* _Task goal_
Print all the data, keeping every line exactly as it is.

* _Extracted entries_

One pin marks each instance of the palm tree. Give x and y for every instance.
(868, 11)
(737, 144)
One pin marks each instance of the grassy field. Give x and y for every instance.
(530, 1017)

* _Written response_
One pin marks each instance of the palm tree. Give x and y for every instance.
(868, 11)
(737, 144)
One pin marks each instance of the grassy field. Give x and y for every instance.
(530, 1017)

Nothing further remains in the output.